• **WRITTEN EXERCISE**
Output exactly, please, the lines of the records below from the one containing "In this picture, where can the bridge" through the final line.

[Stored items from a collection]
★ ★ ★ ★ ★ ★ ★

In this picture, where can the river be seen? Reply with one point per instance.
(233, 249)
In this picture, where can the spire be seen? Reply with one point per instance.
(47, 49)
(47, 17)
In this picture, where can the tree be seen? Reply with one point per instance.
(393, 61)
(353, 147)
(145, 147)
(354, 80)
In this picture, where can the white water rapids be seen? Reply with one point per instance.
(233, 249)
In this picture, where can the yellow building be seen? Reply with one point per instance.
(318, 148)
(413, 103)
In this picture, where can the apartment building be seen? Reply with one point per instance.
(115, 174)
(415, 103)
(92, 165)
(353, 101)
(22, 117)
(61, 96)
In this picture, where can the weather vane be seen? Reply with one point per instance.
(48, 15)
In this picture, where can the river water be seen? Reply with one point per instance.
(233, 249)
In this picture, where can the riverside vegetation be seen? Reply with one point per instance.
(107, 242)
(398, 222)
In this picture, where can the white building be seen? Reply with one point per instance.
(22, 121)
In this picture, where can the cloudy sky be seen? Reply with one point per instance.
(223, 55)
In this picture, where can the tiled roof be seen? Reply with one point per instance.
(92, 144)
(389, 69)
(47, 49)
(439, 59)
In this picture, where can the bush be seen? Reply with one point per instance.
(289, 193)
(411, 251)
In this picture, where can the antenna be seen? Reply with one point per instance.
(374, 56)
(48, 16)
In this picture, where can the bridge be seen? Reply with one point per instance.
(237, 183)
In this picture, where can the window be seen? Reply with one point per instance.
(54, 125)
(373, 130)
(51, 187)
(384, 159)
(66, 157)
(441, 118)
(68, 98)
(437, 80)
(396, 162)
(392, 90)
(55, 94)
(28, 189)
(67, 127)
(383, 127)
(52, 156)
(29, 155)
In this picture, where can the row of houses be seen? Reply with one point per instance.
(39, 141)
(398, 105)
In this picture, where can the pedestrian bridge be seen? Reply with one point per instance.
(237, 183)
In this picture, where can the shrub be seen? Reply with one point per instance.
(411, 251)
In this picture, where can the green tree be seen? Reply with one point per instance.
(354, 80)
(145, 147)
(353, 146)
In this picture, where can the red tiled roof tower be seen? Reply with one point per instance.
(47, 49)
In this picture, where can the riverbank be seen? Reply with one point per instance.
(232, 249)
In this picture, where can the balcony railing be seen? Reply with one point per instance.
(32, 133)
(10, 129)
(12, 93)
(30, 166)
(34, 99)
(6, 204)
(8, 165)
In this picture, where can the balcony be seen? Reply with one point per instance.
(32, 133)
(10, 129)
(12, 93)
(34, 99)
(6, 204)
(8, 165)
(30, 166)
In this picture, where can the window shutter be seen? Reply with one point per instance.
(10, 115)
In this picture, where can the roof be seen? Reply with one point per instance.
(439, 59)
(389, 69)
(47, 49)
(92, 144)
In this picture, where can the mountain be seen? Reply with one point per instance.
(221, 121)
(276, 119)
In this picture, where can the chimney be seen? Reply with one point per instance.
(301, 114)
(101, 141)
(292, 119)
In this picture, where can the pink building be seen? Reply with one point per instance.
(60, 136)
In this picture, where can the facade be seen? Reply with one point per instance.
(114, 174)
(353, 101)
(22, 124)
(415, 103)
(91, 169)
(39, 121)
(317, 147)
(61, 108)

★ ★ ★ ★ ★ ★ ★

• **SOLVED PROBLEM**
In this picture, where can the bridge be seen? Reply with one point per instance.
(237, 183)
In this picture, where can the window be seen? Reply with one point per instance.
(54, 125)
(373, 130)
(51, 187)
(384, 159)
(66, 157)
(441, 118)
(68, 98)
(437, 80)
(396, 162)
(392, 90)
(55, 94)
(28, 189)
(67, 127)
(383, 127)
(52, 156)
(29, 155)
In this picture, where can the row of houses be seen? Reply with one point per instance.
(39, 141)
(398, 105)
In this picture, where can the pedestrian bridge be seen? Reply with one point per instance.
(237, 183)
In this picture, where can the shrub be seen? Reply with one point per instance.
(411, 251)
In this picture, where can the green tree be seen? Reply with one point per instance.
(354, 80)
(145, 147)
(353, 146)
In this picture, where can the red tiled roof tower be seen? Reply with one point per instance.
(47, 49)
In this picture, where can the riverbank be seen? Reply with one point per instance.
(232, 249)
In this picture, where can the balcony railing be seen? Reply with one point per instance.
(32, 133)
(10, 129)
(12, 93)
(30, 166)
(34, 99)
(6, 204)
(8, 165)
In this picture, where can the balcony be seen? Reply with one point per instance.
(32, 133)
(10, 129)
(12, 93)
(34, 99)
(6, 204)
(8, 165)
(30, 166)
In this picture, where can the window shutter be seen? Reply with one point per instance.
(10, 115)
In this picture, where can the roof be seen? Reply with one point per instance.
(439, 59)
(389, 69)
(47, 49)
(92, 144)
In this picture, where can the mountain be seen? Reply with one point per instance.
(221, 121)
(276, 119)
In this picture, where can the chimney be seen? Reply with one point per instance.
(301, 114)
(101, 141)
(292, 119)
In this picture, where can the pink building be seen? Reply with one point per instance.
(60, 136)
In this picture, where can the facade be seen? Reply with one point per instance.
(114, 174)
(353, 101)
(22, 124)
(415, 103)
(91, 169)
(39, 121)
(317, 147)
(61, 108)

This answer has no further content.